Location identification entries ::
↓↓↓

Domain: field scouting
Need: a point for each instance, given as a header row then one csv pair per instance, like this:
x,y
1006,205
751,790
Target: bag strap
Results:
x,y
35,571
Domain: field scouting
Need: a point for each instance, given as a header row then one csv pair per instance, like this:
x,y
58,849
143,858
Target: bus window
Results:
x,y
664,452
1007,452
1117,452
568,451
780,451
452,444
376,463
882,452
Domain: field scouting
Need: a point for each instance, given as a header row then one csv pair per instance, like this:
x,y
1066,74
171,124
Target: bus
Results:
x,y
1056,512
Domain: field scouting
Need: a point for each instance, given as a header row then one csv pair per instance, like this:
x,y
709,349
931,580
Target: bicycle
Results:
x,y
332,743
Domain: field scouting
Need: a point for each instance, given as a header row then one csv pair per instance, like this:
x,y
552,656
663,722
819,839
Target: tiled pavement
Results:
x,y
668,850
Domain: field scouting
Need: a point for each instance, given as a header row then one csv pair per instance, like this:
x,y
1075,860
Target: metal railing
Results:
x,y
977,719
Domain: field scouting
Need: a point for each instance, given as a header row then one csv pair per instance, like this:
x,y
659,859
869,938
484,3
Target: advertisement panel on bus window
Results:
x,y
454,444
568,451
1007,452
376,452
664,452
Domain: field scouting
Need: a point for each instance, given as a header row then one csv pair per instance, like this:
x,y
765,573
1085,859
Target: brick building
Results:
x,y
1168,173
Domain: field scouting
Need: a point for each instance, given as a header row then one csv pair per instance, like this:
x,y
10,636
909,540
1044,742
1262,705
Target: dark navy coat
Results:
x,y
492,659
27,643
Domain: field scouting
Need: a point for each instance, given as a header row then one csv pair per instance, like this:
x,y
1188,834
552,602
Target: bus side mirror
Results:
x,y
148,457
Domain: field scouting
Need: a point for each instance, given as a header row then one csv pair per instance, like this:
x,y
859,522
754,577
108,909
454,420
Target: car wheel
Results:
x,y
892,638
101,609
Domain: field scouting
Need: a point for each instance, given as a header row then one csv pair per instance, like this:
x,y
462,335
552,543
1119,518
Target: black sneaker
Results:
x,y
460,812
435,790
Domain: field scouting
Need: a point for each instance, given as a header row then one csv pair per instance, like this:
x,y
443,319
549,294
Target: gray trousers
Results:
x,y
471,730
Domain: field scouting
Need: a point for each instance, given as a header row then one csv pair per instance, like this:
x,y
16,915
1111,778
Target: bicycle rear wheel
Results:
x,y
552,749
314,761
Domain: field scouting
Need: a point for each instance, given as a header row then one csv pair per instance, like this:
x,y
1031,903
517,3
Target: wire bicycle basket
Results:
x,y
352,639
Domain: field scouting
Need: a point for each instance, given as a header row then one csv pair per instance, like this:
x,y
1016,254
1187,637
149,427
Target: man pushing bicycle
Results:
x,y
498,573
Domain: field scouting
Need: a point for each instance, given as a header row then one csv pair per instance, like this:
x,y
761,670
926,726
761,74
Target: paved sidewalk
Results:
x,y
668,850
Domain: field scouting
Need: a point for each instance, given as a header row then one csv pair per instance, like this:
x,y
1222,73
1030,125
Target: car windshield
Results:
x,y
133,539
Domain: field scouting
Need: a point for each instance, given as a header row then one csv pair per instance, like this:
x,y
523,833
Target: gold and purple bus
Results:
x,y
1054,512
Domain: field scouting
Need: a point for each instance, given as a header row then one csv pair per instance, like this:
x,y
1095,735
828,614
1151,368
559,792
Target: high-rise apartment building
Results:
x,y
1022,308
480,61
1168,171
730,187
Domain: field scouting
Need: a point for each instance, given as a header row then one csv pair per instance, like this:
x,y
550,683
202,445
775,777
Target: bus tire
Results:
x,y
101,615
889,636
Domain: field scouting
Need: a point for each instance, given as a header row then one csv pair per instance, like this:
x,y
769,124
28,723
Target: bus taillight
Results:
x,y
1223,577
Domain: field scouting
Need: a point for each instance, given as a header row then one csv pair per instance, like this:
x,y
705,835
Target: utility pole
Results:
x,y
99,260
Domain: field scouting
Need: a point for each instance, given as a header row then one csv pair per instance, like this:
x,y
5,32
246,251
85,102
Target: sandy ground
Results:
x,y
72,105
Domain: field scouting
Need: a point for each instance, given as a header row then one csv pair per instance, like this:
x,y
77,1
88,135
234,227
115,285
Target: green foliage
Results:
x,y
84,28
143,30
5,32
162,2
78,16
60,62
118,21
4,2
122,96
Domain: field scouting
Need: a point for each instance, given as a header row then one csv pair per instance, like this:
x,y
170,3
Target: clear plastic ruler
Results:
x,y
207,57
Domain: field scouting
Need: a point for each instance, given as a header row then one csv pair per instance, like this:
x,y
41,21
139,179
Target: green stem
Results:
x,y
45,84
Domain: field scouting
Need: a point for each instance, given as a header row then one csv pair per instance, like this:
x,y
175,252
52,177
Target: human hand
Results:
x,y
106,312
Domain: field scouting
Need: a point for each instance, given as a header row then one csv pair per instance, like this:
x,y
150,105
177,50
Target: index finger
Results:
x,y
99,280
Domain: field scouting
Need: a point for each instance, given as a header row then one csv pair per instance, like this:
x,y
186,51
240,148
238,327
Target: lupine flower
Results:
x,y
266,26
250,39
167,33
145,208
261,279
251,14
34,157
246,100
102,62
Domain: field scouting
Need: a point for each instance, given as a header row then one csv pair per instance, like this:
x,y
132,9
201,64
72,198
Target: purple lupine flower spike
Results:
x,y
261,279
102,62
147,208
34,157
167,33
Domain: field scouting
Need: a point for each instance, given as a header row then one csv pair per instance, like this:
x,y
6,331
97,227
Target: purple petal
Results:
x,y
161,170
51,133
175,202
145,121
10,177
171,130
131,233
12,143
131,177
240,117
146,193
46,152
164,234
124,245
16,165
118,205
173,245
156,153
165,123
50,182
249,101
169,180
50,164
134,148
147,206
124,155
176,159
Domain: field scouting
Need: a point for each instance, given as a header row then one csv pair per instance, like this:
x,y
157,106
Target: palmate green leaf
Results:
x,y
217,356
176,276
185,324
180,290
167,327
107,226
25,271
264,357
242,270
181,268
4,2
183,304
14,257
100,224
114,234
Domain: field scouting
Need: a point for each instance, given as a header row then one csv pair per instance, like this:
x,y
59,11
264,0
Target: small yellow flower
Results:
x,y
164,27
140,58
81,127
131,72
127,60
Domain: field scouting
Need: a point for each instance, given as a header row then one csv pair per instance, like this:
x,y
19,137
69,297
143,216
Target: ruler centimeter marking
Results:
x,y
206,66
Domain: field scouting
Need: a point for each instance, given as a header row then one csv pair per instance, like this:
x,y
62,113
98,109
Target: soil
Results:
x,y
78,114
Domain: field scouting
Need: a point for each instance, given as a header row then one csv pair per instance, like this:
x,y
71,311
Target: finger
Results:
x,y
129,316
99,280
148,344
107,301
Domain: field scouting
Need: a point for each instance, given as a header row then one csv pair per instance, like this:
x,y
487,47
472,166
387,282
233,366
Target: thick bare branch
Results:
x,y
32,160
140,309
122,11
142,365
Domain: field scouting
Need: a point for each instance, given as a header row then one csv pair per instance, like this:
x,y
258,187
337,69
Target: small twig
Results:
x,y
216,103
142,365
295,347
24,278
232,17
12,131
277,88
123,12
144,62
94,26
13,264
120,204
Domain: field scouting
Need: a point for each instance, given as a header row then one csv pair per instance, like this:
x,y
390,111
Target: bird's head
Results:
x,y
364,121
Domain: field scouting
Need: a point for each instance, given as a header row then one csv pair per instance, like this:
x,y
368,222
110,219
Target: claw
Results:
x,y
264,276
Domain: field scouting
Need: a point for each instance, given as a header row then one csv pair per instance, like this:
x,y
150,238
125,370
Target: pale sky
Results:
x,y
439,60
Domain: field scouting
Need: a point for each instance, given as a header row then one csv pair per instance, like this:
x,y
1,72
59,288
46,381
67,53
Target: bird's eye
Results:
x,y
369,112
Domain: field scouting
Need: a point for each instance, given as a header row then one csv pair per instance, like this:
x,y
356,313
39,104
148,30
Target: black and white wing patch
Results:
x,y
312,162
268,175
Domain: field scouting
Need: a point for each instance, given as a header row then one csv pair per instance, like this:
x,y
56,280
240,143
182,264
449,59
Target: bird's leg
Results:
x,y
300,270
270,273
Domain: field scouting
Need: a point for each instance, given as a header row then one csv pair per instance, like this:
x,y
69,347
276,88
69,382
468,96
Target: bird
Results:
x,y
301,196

↑↑↑

Your instructions :: Report every line above that contains the word "small". Treat uppercase and lowercase as different.

Solution to the exercise ::
Target: small yellow flower
Target: small twig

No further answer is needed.